Brano fornito:
════

Quando il caso esplose molti tirarono in ballo il massacro del Circeo, ma i due episodi sono completamente diversi. Izzo e i suoi complici erano molto ben determinanti nel  perseguire il male e pianificare l’omicidio, erano persone che avevano un profilo delinquenziale. Di Manuel e Marco invece colpiva da un lato la loro apparente normalità, a dimostrazione di come sia labile il confine che separa una vita normale da una vita ribaltata, e dall’altro il fatto che subito dopo l’omicidio non sembravano capaci di ricondurre quello che avevano fatto a una libera scelta, nonostante avessero tutte le informazioni per farlo.

ⓢ Libero arbitrio, responsabilità, senso di colpa. Sono gli strumenti che provi a utilizzare per  entrare dentro questa storia, cercando di individuare un punto di rottura che faccia da collante ai tanti elementi che possono aver contribuito a giocare un ruolo  l’alcol, la cocaina, gli scompensi affettivi ma che presi singolarmente non sono in grado di spiegare una tragedia di quelle dimensioni.

════

Requisiti del compito:
1. Ripeti esattamente la parte del brano sul caso di Manuel e Marco che si apre con le parole contenenti "Quando il caso" e si chiude con "informazioni per farlo.".
2. Per favore, riprendi il brano sul caso di Manuel e Marco da dove si ferma e portalo avanti.

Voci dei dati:
════

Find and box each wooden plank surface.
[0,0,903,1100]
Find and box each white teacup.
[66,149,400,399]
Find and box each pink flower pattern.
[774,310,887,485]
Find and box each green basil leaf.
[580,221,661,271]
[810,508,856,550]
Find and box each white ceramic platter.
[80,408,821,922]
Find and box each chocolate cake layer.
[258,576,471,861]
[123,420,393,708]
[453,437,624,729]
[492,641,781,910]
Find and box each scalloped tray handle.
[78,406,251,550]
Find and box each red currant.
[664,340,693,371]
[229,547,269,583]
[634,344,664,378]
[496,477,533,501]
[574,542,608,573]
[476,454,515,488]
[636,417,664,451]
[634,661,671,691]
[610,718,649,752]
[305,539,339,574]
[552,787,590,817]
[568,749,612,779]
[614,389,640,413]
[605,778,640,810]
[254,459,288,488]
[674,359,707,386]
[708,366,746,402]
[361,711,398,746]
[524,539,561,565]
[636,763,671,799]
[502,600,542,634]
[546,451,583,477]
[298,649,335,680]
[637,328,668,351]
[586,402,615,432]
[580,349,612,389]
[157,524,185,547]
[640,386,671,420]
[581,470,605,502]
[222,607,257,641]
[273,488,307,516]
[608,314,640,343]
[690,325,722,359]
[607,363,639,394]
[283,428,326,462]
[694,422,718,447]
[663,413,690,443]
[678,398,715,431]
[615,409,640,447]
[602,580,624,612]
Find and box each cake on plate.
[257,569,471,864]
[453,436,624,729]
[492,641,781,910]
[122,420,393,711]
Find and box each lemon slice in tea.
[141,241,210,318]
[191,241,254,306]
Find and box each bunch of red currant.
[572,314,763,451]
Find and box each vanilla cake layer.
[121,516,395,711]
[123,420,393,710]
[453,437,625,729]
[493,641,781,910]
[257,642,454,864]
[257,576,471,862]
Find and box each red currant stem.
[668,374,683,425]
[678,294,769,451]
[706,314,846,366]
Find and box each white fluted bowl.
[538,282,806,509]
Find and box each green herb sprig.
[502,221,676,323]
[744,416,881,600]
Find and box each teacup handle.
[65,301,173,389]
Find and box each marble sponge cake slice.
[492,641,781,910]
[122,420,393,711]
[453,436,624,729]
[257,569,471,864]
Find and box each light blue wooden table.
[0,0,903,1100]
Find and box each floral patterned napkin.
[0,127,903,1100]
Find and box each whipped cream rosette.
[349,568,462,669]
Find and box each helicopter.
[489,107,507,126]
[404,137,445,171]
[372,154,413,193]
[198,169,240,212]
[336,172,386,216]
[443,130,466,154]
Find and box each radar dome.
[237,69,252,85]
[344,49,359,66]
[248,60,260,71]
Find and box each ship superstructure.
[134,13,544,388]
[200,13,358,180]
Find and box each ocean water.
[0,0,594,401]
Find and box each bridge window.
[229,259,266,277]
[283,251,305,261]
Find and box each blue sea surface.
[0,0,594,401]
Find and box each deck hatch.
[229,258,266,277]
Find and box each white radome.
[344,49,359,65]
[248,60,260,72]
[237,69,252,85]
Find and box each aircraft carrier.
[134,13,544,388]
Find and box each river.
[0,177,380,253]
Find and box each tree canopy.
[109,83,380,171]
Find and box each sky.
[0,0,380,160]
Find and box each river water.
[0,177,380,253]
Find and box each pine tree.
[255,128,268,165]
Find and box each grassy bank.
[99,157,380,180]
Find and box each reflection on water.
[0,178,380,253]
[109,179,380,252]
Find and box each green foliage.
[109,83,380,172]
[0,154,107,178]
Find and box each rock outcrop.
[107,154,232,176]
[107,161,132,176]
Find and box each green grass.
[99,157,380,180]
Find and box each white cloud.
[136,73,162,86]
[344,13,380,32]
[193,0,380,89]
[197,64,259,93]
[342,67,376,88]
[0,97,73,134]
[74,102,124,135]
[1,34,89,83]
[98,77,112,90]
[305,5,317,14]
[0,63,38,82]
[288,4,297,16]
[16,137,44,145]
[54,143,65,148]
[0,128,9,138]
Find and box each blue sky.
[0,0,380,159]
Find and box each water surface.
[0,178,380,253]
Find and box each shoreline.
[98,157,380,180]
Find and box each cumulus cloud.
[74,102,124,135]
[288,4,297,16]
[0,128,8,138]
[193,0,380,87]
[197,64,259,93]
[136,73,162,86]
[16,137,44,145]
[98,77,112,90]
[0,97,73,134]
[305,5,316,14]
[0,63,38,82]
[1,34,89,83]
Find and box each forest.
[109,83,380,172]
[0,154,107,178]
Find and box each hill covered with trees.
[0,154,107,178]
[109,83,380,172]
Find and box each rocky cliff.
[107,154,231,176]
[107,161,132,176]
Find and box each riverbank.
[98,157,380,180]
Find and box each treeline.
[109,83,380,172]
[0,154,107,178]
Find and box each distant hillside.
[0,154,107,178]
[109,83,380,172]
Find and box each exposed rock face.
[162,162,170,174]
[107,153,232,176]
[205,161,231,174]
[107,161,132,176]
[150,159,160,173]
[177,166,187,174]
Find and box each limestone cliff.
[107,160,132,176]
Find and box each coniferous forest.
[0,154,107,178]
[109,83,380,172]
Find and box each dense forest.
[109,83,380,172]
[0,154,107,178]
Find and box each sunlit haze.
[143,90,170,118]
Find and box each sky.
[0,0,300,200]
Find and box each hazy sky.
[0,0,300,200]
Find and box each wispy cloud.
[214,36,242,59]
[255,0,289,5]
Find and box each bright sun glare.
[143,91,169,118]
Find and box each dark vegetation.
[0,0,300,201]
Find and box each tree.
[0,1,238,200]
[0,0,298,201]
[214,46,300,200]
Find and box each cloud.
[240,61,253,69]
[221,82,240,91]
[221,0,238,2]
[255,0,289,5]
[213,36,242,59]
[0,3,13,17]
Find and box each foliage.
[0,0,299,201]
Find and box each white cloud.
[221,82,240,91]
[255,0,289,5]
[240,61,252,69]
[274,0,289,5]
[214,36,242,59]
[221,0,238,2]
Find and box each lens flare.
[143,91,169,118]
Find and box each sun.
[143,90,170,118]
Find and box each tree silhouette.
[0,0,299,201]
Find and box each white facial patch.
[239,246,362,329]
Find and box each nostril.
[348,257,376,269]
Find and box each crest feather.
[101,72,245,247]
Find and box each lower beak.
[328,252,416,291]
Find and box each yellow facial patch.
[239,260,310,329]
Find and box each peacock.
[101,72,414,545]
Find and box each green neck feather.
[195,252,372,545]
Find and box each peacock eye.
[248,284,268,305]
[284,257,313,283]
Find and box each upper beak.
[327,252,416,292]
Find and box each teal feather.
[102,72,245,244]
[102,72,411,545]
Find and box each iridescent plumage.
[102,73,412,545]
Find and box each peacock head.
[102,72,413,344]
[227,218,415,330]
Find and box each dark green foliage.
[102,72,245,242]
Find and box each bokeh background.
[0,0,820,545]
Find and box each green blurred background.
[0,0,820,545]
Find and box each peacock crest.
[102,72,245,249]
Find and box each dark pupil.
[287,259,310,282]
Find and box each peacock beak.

════

Risposte numerate:
1.
Quando il caso esplose molti tirarono in ballo il massacro del Circeo, ma i due episodi sono completamente diversi. Izzo e i suoi complici erano molto ben determinanti nel  perseguire il male e pianificare l’omicidio, erano persone che avevano un profilo delinquenziale. Di Manuel e Marco invece colpiva da un lato la loro apparente normalità, a dimostrazione di come sia labile il confine che separa una vita normale da una vita ribaltata, e dall’altro il fatto che subito dopo l’omicidio non sembravano capaci di ricondurre quello che avevano fatto a una libera scelta, nonostante avessero tutte le informazioni per farlo.

2.
Se fosse sufficiente imbottirsi ininterrottamente per quattro giorni di cocaina per tirar fuori tutta quella violenza a Roma ci sarebbero 20mila morti al giorno. Quindi credo che il tema centrale sia possedere gli strumenti che in te rendono abbastanza saldo il concetto di responsabilità, di scelta, di iniziativa individuale, di capacità di decidere della tua vita. Se non hai quegli strumenti rischi di subire una cosa del genere, anziché compierla.

ⓢ Cosi non c’è il rischio di arrivare a confondere vittima e carnefice?
Rispetto a sé stessi si, ma non rispetto a Luca Varani. Perché se così è, se vittima e carnefice si confondono, allora la differenza è che mentre Varani è una vittima incolpevole, loro sono colpevoli, della loro debolezza e del fatto di avere un’identità cosi fragile. D’altronde Manuel e Marco non sono mai in grado di distogliere lo sguardo da sé stessi, è come se si guardassero continuamente allo specchio. Sono tremendamente narcisi e quindi succubi dell’opinione altrui. Manuel, ad esempio, è preoccupato che la gente pensi che lui sia omosessuale, persino di più rispetto al fatto che lui sia un assassino.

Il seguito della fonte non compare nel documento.